■ Required work
1. According to the post on the Schwartzian Transform, which kind of sort is requested most often for typical searches?
2. Give every code expression that the post on the Schwartzian Transform walks through step by step, in the order it takes them.
3. Write the next part of the post on the Schwartzian Transform, picking up after its final sentence.

■ Passage to read
+-------+
Schwartzian Transform Misused
I've been reviewing the code in the
Search.pm
module and I have a comment regarding the use of the Schwartzian Transform for sorting by filenames. This is the most common type of sort requested for typical searches, but the Schwartzian Transform will only serve to slow everything down.
The code is thus:
} else {
# sort by filename, Schwartzian Transform
##TWiki::writeDebug "Topic list before sort = @topicList";
if( $revSort ) {
@topicList = map { $_->[1] }
sort {$b->[0] cmp $a->[0] }
map { [ $_, $_ ] }
@topicList;
} else {
@topicList = map { $_->[1] }
sort {$a->[0] cmp $b->[0] }
map { [ $_, $_ ] }
@topicList;
}
##TWiki::writeDebug "Topic list after sort = @topicList";
}
Apparently, someone is applying the Schwartzian Transform without thinking. Let me walk you through the logic, starting with the final map:
-
map { [$_, $_] }
make a list references to arrays, each with two elements. BOTH ELEMENTS ARE THE SAME. Pass this list to:
-
sort {$a->[0] cmp $b->[0]}
sort the list of references to two element arrays using the first element. Note that this really sorts the filenames in a conventional fashion.
-
map { $_->[1] }
return the second element, sorted according by reference, but these are just the filenames.
+-------+
Dataset entries:
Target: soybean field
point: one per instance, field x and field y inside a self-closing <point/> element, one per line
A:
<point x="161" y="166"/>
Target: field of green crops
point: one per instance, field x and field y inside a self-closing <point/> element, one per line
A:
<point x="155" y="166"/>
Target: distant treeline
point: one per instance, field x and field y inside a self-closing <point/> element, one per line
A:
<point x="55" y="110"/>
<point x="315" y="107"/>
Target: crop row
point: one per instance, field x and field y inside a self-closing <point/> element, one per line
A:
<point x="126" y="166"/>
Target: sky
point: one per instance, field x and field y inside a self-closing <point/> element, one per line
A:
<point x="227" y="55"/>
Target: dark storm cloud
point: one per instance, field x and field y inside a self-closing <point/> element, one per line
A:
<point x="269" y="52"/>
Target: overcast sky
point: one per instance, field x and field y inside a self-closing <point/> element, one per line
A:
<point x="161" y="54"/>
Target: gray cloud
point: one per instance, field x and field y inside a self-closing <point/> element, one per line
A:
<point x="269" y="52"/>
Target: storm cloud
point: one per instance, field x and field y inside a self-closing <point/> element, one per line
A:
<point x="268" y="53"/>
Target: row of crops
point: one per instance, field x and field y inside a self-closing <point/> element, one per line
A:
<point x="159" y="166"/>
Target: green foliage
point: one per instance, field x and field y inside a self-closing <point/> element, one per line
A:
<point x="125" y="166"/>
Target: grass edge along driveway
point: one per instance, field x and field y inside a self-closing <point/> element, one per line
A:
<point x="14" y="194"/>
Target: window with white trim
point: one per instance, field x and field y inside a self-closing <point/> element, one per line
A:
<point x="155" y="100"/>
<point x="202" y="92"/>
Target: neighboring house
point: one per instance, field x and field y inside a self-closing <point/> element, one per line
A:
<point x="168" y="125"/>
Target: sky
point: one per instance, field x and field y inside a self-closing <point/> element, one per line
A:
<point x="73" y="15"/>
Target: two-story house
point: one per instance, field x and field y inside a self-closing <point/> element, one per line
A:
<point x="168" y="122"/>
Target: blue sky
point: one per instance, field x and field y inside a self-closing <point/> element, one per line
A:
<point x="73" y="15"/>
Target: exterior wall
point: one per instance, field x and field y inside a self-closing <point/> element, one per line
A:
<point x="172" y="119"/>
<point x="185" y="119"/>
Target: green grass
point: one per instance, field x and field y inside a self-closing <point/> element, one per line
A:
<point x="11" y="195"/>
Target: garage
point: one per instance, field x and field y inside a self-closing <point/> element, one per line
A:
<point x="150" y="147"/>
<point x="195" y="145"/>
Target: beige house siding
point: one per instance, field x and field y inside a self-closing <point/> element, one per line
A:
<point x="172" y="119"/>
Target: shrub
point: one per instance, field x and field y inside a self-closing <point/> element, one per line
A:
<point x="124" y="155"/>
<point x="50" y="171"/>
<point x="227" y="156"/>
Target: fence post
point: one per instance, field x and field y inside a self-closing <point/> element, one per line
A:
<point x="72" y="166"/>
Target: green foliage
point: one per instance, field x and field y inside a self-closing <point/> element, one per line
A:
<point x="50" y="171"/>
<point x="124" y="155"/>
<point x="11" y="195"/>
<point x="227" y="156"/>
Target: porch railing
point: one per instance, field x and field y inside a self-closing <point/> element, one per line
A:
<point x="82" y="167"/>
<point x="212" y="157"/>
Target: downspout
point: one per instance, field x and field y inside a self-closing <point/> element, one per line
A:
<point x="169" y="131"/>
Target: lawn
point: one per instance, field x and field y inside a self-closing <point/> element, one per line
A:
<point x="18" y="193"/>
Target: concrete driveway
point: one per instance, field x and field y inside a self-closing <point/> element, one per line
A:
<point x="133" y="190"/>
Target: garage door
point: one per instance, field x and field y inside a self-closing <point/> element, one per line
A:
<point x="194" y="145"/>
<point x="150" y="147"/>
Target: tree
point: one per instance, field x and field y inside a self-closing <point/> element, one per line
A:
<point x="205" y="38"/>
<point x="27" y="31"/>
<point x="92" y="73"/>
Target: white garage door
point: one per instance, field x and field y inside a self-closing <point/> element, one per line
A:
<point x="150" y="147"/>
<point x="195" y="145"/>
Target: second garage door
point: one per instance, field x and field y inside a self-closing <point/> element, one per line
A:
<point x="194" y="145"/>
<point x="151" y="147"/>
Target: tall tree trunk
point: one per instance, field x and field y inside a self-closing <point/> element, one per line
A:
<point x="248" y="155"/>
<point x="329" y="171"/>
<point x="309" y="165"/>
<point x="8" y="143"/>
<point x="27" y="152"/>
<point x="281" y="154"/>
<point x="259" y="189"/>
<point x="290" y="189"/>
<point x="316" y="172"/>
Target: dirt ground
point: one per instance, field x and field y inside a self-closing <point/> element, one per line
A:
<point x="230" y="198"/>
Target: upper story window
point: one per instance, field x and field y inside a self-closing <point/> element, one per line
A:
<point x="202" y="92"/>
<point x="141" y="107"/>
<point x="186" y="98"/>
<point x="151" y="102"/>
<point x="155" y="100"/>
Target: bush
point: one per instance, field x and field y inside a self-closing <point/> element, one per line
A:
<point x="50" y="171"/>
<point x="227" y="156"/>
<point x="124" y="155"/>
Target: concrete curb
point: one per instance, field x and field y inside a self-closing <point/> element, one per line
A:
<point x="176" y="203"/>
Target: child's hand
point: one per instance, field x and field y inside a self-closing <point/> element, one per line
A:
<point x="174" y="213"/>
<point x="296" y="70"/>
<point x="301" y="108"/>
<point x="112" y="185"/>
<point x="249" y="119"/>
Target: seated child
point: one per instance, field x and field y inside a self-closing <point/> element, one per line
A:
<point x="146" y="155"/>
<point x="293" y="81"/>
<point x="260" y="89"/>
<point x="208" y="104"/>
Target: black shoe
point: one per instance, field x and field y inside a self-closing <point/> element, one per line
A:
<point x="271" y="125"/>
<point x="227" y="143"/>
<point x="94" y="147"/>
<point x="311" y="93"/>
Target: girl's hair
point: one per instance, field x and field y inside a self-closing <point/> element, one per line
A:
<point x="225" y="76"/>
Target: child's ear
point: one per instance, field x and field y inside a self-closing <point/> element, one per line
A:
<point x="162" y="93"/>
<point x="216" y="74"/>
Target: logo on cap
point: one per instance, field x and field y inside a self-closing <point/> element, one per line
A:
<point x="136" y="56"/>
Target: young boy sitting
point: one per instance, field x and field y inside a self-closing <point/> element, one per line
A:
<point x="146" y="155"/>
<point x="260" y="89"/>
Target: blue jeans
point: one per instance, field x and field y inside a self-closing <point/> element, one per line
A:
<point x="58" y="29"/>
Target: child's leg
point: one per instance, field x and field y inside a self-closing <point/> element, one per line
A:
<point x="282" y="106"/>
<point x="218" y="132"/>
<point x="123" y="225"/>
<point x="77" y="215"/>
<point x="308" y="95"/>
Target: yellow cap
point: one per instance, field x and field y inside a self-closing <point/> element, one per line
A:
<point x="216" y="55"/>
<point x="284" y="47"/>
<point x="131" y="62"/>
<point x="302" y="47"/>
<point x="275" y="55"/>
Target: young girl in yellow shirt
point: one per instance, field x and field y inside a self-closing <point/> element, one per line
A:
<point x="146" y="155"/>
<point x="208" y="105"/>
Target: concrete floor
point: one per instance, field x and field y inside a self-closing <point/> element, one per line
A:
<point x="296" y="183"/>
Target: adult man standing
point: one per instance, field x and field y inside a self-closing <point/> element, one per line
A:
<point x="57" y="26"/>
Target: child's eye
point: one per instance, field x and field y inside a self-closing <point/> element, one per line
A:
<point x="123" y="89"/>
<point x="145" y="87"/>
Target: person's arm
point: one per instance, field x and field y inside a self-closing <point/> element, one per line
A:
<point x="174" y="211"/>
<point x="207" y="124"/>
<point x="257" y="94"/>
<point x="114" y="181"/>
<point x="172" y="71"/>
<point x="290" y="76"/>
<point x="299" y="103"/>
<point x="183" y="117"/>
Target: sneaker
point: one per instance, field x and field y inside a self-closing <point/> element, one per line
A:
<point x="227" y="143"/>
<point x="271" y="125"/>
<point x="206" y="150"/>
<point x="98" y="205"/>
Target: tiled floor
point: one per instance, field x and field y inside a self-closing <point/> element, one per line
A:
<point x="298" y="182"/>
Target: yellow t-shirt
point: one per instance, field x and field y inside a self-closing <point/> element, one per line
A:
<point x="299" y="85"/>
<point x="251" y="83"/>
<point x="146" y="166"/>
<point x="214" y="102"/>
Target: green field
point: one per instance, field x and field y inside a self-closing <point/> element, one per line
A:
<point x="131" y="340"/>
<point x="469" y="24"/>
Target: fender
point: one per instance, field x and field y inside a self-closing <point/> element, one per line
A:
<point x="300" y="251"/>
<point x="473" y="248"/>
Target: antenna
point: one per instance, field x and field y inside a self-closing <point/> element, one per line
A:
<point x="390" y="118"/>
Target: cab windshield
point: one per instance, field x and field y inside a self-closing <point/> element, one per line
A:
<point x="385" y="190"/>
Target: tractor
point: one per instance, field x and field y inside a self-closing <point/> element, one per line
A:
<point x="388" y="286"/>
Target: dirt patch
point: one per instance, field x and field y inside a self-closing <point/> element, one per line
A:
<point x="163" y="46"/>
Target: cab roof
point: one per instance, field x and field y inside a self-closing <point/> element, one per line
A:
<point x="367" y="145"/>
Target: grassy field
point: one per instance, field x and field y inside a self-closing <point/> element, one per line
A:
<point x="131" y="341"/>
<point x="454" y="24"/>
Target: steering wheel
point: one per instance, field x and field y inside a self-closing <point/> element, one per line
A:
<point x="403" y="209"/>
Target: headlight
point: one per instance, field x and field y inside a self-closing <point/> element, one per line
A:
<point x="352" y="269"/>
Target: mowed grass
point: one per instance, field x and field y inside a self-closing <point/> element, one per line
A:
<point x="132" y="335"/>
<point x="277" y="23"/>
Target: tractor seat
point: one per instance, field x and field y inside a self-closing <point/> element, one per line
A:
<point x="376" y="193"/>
+-------+
■ Answers for the exercise
1. Sorting by filenames.

2.
map { [$_, $_] }
sort {$a->[0] cmp $b->[0]}
map { $_->[1] }

3.
First, consider the fact that we don't need to duplicate the filenames. Let's consider just the forward sort:
@topicList = map { $_->[0] }
sort {$a->[0] cmp $b->[0] }
map { [ $_ ] }
@topicList;
The question is: is this any slower than the simple:
@topicList = sort {$a cmp $b } @topicList;
The answer is that the simple sort is almost 2x faster, (12 seconds as opposed to 20 seconds). You can try it yourself with this simple perl snippet:
# Test of Schwartzian Transform for simple string sort
$numloops = 100;
$numstrings = 10000;
$timestart = time();
for ($i = 0; $i < $numloops; $i++) {
# First, generate a bunch of strings to sort
@topicList = ();
foreach (0..$numstrings) {
$topicList[$_] = (rand(1000000000000000)).';'; # force it to be a string, not a number.
}
@topicList = map { $_->[0] }
sort {$a->[0] cmp $b->[0] }
map { [ $_ ] }
@topicList;
}
$timeend = time();
print "elapsed time for sorting $numstrings strings $numloops times using schwartzian: ". ($timeend-$timestart),"\n";
$timestart = time();
for ($i = 0; $i < $numloops; $i++) {
@topicList = ();
foreach (0..$numstrings) {
$topicList[$_] = (rand(1000000000000000)).';'; # force it to be a string
}
@topicList = sort {$a cmp $b } @topicList;
}
$timeend = time();
print "elapsed time for sorting $numstrings strings $numloops times using sort: ". ($timeend-$timestart),"\n";
1;
The result of this test is as follows:
elapsed time for sorting 10000 strings 100 times using schwartzian: 20
elapsed time for sorting 10000 strings 100 times using sort: 12
Therefore, please change this code as follows:
} else {
# sort by filename, Schwartzian Transform NOT NEEDED HERE!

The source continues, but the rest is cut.